[YOUR ASSIGNMENT] Write the data below out exactly as it stands. Do not include the pictures.

** PROVIDED RECORDS follows **

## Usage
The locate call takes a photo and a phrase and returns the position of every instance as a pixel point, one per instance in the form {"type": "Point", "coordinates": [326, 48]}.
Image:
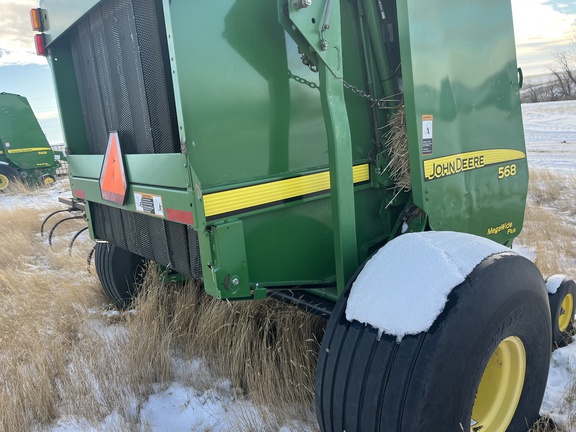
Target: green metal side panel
{"type": "Point", "coordinates": [23, 141]}
{"type": "Point", "coordinates": [468, 162]}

** End of PROVIDED RECORDS **

[ANSWER SECTION]
## Usage
The locate call takes a photo and a phrase and returns the position of every instance as a pixel point, one per instance in the form {"type": "Point", "coordinates": [326, 48]}.
Image:
Target: green metal side panel
{"type": "Point", "coordinates": [23, 141]}
{"type": "Point", "coordinates": [468, 162]}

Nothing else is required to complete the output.